## Excerpted text
================================

Description
The Customer Experience (CX) Organisation at CoreWeave is dedicated to ensuring every client running AI workloads at scale has a seamless, reliable, and high-performance experience.
As a Manager of Bare Metal Support Engineering, you'll be at the centre of ensuring our dedicated infrastructure remains stable, reliable, and performant. You'll lead daily support operations, triage incidents, drive escalations, and ensure that hardware is monitored, maintained, and delivered effectively for our clients.
Key responsibilities include:
- Leading a skilled team responsible for maintaining and optimising physical infrastructure across multiple client environments.
- Building, developing, and leading a dedicated Infrastructure Support team focused on supporting key infrastructure, handling escalations, and ensuring smooth hardware operations.
- Overseeing the resolution of infrastructure-related incidents, escalation management, and collaborating with internal teams to deliver effective solutions.
- Improving support processes to enhance efficiency and reduce downtime, ensuring the infrastructure meets client expectations.

================================

## Supplied records
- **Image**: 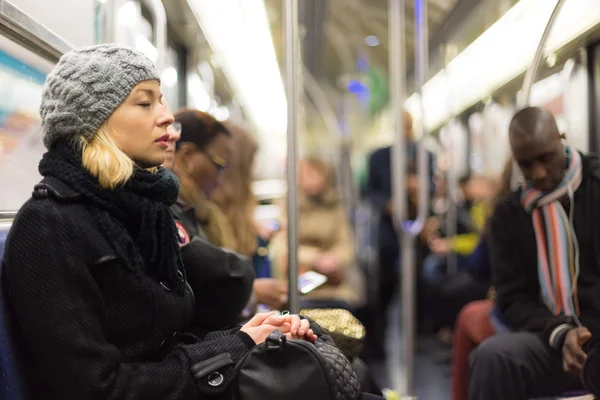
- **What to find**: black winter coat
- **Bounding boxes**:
[490,155,600,345]
[2,178,254,400]
[171,202,255,335]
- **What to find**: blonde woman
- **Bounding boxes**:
[2,45,316,400]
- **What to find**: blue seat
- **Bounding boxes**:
[490,307,589,399]
[0,223,31,400]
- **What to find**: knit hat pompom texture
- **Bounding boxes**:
[40,44,160,149]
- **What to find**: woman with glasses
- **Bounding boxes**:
[173,109,238,251]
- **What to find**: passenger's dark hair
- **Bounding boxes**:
[174,108,231,150]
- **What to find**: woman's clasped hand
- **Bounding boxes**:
[241,311,317,344]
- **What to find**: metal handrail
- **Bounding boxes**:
[141,0,167,72]
[519,0,566,107]
[282,0,301,314]
[511,0,566,189]
[0,0,73,63]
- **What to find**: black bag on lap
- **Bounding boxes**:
[234,324,360,400]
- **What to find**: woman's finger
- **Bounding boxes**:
[290,315,301,336]
[298,319,310,337]
[246,311,274,327]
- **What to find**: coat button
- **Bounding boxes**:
[208,372,225,387]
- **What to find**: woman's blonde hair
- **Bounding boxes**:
[80,122,158,190]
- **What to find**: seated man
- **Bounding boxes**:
[469,107,600,400]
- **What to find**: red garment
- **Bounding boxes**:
[452,300,494,400]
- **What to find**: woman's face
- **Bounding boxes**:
[163,121,181,170]
[298,162,325,196]
[108,80,173,168]
[184,133,232,197]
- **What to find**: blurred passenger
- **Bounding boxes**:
[452,160,513,400]
[163,111,254,336]
[364,111,434,360]
[2,45,316,400]
[212,122,288,312]
[271,158,360,311]
[173,109,238,251]
[423,177,492,284]
[469,107,600,400]
[423,176,493,338]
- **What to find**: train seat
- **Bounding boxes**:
[490,307,594,400]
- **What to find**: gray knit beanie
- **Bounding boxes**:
[40,44,160,149]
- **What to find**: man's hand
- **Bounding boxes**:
[254,278,288,310]
[314,253,345,285]
[563,328,592,375]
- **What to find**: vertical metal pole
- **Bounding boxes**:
[142,0,167,73]
[446,119,459,276]
[413,0,431,228]
[282,0,300,314]
[388,0,415,393]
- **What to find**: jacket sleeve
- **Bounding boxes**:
[181,237,255,329]
[3,205,252,400]
[490,202,568,343]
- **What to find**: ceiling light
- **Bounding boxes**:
[365,35,379,47]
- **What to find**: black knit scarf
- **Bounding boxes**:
[39,142,185,294]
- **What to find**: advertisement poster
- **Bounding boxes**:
[0,50,45,210]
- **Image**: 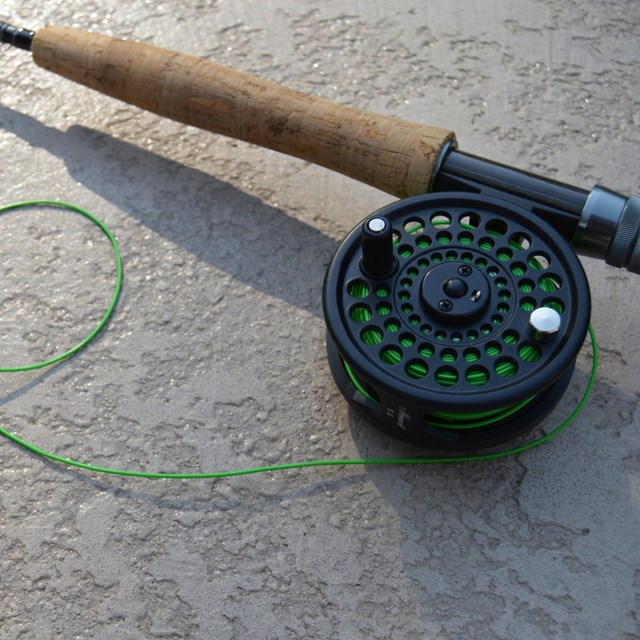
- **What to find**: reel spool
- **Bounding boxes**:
[323,192,591,451]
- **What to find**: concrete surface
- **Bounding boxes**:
[0,0,640,640]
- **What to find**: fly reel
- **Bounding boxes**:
[323,193,591,450]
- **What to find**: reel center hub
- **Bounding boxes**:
[420,262,491,322]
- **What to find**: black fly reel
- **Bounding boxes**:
[323,193,591,451]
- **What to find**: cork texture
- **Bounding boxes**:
[0,0,640,640]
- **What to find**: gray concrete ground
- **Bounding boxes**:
[0,0,640,640]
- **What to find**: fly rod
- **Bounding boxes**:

================================

## Complete the following
• 1. Answer these questions from the bare metal support job description:
(a) Which part of CoreWeave is said to be dedicated to clients running AI workloads at scale?
(b) What is the title of the role being described?
(c) What three things will the dedicated Infrastructure Support team focus on?
• 2. Say whether each statement agrees with the bare metal support job description. Give yes or no, and quote the words that decide it.
(a) The manager leads daily support operations.
(b) The team maintains physical infrastructure for only one client environment.
(c) Better support processes are meant to help cut downtime.
• 3. Write the next part of the bare metal support job description, picking up after its last responsibility.

## Responses
• 1.
(a) The Customer Experience (CX) Organisation.
(b) Manager of Bare Metal Support Engineering.
(c) Supporting key infrastructure, handling escalations, and ensuring smooth hardware operations.

• 2.
(a) Yes: "You'll lead daily support operations"
(b) No: "maintaining and optimising physical infrastructure across multiple client environments"
(c) Yes: "Improving support processes to enhance efficiency and reduce downtime"

• 3.
The ideal candidate will have 5+ years of experience leading teams responsible for infrastructure support, data centre operations, or physical compute environments. They should be hands-on with Linux system administration and command-line tools, familiar with hardware-level diagnostics, troubleshooting, and replacement, and have experience working with high-performance rack-scale hardware.
In addition to the required skills, preferred skills include experience managing infrastructure support teams in high-growth or rapidly evolving environments, proven ability to develop and implement operational processes that scale with business needs, and strong familiarity with server and GPU hardware lifecycle management.